● **Consigne 1**: Veuillez recopier sans rien changer le passage de l'extrait sur la fiscalité franco-luxembourgeoise qui va de « La convention fiscale » à « Grand-Duché de Luxembourg. ».
● **Consigne 2**: D'après l'extrait sur la fiscalité franco-luxembourgeoise, jusqu'à quelle date les plus-values de cession et les revenus locatifs d'un immeuble situé en France et perçus par une société luxembourgeoise échappaient-ils à l'impôt dans les deux pays ?

● **Extrait choisi**:
►

Coté luxembourgeois, les revenus de biens immobiliers situés en France et revenant à une société de capitaux luxembourgeoise n’étaient pas non plus imposables au Luxembourg (arrêt “LA COSTA SARL” du 23 avril 2002). C’est la raison pour laquelle, la société de capitaux de droit luxembourgeois pour l’acquisition ou la détention d’immeubles situés en France était très avantageuse tout comme pour la transmission successorale ou par voie de donation entre vifs.
La convention fiscale franco-luxembourgeoise du 1er avril 1958
Le résultat de cette divergence de jurisprudence était que les plus-values de cession et les revenus locatifs d’un immeuble situé en France et perçus par une société luxembourgeoise n’étaient jusqu’au 27 décembre 2006, imposables ni en France et ni au Grand-Duché de Luxembourg.
Les positions jurisprudentielles en vigueur conduisaient à une exonération fiscale des revenus immobiliers français d’une société luxembourgeoise.
Il en résultait donc une double “non imposition fiscale” lorsque ces biens sis en France étaient détenus par une société luxembourgeoise. Ces dispositions exceptionnelles permettaient la perception de revenus immobiliers ou de plus-values immobilières par ces sociétés en totale exemption fiscale.

◄

● **Extraits de données**:
►

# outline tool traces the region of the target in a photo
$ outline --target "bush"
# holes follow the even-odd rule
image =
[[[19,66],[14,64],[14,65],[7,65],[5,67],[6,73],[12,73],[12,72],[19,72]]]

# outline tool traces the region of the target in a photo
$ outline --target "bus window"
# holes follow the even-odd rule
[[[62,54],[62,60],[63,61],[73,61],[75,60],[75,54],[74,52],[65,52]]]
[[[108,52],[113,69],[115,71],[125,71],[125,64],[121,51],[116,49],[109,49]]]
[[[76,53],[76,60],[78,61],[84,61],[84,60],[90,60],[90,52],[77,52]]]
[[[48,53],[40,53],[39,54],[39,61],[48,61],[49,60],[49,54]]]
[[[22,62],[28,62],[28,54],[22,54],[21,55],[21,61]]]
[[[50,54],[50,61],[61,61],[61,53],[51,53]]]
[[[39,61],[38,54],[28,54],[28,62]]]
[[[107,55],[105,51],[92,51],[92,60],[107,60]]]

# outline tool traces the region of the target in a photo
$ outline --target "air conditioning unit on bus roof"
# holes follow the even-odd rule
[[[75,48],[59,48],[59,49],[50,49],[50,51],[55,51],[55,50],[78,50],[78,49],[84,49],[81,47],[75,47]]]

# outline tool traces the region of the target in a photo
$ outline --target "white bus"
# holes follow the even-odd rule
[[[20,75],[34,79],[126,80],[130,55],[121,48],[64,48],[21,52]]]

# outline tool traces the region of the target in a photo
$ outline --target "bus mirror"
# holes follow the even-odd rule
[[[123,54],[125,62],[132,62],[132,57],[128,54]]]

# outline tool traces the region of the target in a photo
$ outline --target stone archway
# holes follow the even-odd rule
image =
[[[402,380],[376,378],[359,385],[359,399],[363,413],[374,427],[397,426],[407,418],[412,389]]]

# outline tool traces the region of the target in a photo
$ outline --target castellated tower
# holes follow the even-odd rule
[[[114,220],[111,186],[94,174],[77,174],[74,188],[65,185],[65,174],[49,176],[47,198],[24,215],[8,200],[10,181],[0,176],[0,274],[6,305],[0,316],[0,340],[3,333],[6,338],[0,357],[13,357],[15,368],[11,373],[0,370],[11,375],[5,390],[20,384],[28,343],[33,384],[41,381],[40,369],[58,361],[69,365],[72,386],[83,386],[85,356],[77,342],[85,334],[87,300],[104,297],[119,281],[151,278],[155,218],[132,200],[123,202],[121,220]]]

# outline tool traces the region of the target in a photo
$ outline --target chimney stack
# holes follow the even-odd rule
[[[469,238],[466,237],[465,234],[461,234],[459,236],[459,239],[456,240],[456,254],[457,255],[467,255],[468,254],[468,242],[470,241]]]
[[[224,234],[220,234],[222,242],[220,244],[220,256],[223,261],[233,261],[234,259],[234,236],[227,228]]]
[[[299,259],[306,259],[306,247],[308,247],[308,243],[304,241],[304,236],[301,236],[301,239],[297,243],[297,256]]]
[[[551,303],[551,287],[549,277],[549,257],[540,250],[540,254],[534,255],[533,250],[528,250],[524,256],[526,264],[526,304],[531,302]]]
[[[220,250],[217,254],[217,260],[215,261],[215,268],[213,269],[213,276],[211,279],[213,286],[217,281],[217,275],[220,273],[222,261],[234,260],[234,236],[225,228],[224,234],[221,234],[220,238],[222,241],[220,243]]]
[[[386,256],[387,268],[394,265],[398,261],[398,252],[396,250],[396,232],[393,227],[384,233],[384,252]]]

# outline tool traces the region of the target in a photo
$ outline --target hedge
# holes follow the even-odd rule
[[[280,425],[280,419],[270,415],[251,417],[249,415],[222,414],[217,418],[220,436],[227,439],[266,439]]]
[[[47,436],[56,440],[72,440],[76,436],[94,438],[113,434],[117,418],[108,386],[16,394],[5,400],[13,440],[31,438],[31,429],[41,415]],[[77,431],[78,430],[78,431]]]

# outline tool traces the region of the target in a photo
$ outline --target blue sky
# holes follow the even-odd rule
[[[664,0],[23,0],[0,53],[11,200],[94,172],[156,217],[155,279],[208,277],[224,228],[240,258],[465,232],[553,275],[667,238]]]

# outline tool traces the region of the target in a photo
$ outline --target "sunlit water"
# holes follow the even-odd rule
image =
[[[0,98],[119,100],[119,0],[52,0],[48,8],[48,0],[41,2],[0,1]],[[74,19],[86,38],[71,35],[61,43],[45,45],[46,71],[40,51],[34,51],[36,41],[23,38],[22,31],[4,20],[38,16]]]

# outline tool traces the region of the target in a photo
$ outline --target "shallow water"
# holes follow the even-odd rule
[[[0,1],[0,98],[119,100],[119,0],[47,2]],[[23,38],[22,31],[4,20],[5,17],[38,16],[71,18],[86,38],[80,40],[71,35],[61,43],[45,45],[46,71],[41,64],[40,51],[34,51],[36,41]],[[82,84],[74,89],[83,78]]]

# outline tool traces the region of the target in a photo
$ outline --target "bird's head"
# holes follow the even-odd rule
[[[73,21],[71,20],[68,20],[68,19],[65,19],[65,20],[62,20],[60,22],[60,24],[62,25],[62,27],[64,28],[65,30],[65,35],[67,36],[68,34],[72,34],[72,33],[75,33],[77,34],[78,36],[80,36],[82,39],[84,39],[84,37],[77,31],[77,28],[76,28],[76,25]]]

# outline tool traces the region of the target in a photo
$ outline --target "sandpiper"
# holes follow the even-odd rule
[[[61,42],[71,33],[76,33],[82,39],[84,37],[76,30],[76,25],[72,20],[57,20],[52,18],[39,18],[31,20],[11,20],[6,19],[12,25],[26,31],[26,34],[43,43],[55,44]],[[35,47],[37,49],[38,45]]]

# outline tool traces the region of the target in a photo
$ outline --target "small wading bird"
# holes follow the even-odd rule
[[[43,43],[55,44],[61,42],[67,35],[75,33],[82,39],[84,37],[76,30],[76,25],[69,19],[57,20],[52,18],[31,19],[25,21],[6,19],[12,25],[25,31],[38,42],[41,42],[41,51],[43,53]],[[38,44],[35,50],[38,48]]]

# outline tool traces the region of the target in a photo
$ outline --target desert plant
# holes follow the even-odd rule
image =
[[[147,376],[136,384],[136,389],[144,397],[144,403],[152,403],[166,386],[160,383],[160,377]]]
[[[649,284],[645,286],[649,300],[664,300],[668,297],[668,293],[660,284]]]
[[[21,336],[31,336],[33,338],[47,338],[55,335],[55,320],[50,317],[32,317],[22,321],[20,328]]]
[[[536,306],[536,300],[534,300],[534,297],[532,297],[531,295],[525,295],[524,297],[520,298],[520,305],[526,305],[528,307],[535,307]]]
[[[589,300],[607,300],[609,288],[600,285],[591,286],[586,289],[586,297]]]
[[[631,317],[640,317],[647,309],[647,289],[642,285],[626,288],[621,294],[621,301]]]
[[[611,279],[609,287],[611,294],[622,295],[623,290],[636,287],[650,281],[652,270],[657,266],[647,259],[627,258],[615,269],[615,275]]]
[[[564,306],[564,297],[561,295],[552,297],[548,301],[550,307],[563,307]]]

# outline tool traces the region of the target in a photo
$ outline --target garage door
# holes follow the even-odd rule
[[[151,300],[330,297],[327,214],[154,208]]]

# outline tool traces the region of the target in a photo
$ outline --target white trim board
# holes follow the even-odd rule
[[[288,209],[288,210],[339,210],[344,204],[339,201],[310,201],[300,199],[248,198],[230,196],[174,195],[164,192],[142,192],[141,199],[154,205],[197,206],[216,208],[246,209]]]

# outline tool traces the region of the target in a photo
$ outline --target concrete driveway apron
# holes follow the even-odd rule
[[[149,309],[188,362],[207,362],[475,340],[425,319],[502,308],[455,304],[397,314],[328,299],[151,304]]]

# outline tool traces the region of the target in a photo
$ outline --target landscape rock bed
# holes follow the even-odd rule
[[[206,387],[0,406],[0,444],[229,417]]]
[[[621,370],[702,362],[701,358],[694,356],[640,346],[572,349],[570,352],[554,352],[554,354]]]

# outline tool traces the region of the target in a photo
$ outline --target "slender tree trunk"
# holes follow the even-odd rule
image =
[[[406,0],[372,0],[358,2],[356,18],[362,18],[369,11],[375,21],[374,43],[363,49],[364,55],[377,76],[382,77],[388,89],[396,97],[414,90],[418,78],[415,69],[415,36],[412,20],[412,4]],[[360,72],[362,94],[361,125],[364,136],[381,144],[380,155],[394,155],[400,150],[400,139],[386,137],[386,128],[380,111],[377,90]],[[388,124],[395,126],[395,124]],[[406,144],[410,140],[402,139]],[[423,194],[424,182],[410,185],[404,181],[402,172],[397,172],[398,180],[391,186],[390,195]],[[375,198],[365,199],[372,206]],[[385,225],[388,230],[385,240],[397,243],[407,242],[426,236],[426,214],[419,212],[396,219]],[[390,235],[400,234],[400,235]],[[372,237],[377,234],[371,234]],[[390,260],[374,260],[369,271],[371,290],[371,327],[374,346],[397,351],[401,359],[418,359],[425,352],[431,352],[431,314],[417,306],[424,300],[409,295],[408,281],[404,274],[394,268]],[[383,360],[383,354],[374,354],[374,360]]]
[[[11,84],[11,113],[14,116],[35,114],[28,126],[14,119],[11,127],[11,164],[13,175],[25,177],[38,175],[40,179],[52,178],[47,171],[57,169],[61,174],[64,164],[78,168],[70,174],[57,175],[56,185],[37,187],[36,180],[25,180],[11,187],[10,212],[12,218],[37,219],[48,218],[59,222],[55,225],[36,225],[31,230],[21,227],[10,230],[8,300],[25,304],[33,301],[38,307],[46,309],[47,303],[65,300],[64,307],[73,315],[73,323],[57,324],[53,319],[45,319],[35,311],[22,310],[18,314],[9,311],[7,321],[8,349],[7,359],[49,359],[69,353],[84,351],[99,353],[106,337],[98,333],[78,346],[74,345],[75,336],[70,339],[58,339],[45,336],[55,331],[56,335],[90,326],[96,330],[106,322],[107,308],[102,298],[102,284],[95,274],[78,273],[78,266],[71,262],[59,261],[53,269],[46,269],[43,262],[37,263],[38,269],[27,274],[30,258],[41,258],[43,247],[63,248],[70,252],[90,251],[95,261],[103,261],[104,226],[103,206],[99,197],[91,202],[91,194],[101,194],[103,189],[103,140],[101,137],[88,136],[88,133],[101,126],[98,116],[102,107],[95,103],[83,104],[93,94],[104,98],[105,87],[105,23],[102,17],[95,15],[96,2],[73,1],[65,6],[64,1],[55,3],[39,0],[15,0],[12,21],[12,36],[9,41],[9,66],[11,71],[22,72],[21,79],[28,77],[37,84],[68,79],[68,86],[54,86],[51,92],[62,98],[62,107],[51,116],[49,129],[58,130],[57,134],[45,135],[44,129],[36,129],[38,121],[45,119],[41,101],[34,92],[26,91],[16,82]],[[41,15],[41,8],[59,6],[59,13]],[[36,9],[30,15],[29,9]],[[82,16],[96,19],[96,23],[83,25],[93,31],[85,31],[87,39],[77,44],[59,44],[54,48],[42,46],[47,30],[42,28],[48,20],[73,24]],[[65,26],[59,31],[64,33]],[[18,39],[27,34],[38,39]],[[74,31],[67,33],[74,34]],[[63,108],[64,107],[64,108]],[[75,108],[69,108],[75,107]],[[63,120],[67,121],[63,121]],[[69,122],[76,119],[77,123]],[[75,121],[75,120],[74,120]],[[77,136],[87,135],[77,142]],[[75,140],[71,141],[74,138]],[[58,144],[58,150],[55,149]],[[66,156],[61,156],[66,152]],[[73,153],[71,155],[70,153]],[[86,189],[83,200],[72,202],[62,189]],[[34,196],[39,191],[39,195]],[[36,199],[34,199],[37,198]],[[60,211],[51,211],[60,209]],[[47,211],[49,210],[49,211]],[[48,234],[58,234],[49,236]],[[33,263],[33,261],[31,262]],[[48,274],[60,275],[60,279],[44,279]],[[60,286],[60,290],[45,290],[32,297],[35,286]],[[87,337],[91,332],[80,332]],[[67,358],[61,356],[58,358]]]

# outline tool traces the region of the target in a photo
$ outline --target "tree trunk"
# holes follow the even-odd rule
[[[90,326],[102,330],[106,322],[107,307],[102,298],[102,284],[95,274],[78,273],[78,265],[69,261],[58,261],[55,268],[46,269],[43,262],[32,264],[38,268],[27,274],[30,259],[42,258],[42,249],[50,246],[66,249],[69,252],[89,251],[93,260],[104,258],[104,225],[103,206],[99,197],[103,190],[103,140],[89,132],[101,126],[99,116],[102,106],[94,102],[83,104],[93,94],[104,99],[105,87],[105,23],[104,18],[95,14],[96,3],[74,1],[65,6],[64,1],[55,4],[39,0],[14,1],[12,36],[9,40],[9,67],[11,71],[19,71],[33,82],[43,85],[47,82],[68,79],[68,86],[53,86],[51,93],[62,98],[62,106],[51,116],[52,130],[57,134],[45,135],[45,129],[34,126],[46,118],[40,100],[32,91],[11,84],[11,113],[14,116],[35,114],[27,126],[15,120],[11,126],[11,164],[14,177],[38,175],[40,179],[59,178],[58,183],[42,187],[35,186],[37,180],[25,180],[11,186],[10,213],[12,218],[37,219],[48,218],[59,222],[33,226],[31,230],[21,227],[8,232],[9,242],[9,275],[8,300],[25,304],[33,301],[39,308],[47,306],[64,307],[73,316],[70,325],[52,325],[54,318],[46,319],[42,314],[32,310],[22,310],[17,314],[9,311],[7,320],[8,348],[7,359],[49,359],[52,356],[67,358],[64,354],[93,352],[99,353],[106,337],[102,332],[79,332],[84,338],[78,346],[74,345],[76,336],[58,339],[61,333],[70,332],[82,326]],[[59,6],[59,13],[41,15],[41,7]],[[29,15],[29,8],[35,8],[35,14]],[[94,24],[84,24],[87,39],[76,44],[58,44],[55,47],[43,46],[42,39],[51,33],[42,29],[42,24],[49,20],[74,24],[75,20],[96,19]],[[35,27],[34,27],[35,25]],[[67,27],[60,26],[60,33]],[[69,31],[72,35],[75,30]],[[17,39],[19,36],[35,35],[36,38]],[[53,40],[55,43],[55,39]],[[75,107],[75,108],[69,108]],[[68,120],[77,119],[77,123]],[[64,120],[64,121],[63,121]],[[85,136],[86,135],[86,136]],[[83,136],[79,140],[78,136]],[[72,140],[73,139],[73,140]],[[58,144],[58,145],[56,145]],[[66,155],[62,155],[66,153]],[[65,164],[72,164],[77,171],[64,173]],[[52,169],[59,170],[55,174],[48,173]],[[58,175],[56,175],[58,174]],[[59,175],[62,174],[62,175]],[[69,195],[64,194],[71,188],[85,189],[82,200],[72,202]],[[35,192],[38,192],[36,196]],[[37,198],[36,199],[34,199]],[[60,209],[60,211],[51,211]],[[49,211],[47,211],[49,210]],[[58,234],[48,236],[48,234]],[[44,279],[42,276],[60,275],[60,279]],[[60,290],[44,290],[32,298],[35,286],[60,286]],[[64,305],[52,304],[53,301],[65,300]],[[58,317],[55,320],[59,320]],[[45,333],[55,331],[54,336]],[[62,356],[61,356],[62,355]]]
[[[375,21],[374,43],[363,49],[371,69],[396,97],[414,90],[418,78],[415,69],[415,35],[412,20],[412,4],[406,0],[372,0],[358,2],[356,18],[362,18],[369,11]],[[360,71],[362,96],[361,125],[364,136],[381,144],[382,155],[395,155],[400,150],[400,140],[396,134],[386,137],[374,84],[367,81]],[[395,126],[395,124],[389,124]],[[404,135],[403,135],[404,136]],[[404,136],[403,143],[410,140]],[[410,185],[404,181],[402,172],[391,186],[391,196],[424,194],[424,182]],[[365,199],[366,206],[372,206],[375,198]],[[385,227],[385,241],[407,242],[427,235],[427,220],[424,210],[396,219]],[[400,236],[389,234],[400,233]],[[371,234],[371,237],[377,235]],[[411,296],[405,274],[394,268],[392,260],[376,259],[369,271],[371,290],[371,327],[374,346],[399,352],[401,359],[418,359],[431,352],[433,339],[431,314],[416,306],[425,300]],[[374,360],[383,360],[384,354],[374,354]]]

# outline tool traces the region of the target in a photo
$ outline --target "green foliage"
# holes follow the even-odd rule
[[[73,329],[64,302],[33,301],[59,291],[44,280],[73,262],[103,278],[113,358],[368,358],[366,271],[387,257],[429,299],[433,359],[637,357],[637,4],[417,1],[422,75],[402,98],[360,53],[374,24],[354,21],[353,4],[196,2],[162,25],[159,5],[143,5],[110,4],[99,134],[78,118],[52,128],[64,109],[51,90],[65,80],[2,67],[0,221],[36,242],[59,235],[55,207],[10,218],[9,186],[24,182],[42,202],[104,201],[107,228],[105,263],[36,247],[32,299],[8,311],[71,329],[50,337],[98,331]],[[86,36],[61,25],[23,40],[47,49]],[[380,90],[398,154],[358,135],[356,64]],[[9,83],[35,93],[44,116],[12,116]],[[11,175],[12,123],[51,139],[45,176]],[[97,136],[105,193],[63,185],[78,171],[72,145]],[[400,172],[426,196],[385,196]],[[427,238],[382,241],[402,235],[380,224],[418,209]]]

◄

● **Résultat final 1**:
La convention fiscale franco-luxembourgeoise du 1er avril 1958
Le résultat de cette divergence de jurisprudence était que les plus-values de cession et les revenus locatifs d’un immeuble situé en France et perçus par une société luxembourgeoise n’étaient jusqu’au 27 décembre 2006, imposables ni en France et ni au Grand-Duché de Luxembourg.

● **Résultat final 2**: Jusqu'au 27 décembre 2006.